*Material for this exercise*.
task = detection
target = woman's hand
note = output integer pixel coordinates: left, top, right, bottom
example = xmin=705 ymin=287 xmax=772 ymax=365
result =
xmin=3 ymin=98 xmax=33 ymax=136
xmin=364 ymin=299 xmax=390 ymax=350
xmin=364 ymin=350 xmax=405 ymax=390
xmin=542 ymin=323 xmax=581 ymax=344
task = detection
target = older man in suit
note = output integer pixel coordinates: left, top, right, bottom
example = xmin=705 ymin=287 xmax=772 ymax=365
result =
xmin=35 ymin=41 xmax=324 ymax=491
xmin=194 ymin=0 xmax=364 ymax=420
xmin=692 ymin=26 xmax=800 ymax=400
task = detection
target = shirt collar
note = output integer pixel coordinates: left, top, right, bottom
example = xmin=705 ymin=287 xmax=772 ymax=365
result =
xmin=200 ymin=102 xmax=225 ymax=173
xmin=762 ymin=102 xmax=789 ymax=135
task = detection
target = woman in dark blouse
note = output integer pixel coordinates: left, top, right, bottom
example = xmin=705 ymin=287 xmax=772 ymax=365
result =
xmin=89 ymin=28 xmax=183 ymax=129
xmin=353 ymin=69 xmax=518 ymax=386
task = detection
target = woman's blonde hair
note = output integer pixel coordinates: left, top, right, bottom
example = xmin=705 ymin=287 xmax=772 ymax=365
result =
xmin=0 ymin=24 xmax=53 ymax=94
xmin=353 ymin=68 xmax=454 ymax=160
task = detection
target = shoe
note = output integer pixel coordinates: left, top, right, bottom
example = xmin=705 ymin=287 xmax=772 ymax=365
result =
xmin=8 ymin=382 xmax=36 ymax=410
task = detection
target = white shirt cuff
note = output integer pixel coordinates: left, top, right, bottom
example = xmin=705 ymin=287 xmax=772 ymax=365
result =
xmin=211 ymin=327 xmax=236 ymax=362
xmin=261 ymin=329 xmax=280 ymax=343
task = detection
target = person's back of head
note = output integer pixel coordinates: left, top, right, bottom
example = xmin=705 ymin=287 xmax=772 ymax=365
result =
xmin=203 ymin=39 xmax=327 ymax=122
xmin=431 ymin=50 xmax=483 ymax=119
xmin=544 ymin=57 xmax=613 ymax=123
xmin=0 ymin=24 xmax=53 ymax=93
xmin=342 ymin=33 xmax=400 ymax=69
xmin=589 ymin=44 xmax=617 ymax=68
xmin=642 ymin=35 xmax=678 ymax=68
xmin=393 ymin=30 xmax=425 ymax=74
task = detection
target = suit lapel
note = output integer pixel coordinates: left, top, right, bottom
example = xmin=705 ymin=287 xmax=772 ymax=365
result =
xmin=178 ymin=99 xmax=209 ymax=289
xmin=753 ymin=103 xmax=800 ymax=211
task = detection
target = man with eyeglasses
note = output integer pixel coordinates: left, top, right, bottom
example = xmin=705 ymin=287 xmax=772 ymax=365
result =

*What is expected*. Reproduce the listing above line for line, with no changes, from its first line through its last.

*The output*.
task = detection
target = woman's hand
note = output integer pixel coordinates: left, top, right, bottom
example = xmin=705 ymin=287 xmax=772 ymax=365
result =
xmin=3 ymin=98 xmax=33 ymax=136
xmin=364 ymin=299 xmax=390 ymax=350
xmin=364 ymin=350 xmax=405 ymax=390
xmin=542 ymin=323 xmax=581 ymax=344
task = detection
target = older man in suit
note = output integer pixel coordinates: left, top, right, bottom
example = xmin=705 ymin=287 xmax=772 ymax=365
result =
xmin=35 ymin=41 xmax=324 ymax=491
xmin=194 ymin=0 xmax=364 ymax=420
xmin=692 ymin=26 xmax=800 ymax=400
task = detection
target = shirt collar
note = output integer pixel coordinates: left, top, right, bottom
example = xmin=705 ymin=287 xmax=772 ymax=365
result =
xmin=200 ymin=102 xmax=225 ymax=173
xmin=762 ymin=102 xmax=789 ymax=135
task = detection
target = woman in dark blouse
note = output integer pixel coordinates: left, top, right, bottom
example = xmin=705 ymin=287 xmax=772 ymax=365
result =
xmin=89 ymin=28 xmax=183 ymax=129
xmin=353 ymin=69 xmax=518 ymax=386
task = detection
target = woman's blonde hair
note = output integer pixel coordinates: left, top, right, bottom
example = xmin=705 ymin=287 xmax=772 ymax=365
result =
xmin=0 ymin=24 xmax=53 ymax=94
xmin=353 ymin=68 xmax=454 ymax=160
task = detection
target = shoe
note = output integer pixel coordinates: left, top, right, bottom
example = xmin=705 ymin=287 xmax=772 ymax=365
result =
xmin=8 ymin=382 xmax=36 ymax=410
task = detection
target = white shirt cuff
note = output integer pixel coordinates: left, top, right, bottom
example = xmin=705 ymin=287 xmax=772 ymax=365
result =
xmin=211 ymin=327 xmax=236 ymax=362
xmin=261 ymin=329 xmax=280 ymax=343
task = detection
target = person's back of head
note = output integer pixel coordinates: left, top, right, bottom
example = xmin=705 ymin=287 xmax=772 ymax=365
result =
xmin=203 ymin=39 xmax=327 ymax=122
xmin=431 ymin=50 xmax=483 ymax=119
xmin=544 ymin=57 xmax=613 ymax=123
xmin=0 ymin=24 xmax=53 ymax=93
xmin=342 ymin=33 xmax=400 ymax=69
xmin=589 ymin=44 xmax=617 ymax=68
xmin=642 ymin=35 xmax=678 ymax=68
xmin=393 ymin=30 xmax=425 ymax=74
task = detection
target = suit lapel
note = output integer pixel coordinates: left, top, right, bottom
example = xmin=705 ymin=287 xmax=772 ymax=365
result =
xmin=178 ymin=99 xmax=209 ymax=289
xmin=753 ymin=103 xmax=800 ymax=211
task = detection
target = man with eyeglasses
note = output integer pixel coordinates: left, top, right, bottom
example = xmin=705 ymin=287 xmax=772 ymax=365
result =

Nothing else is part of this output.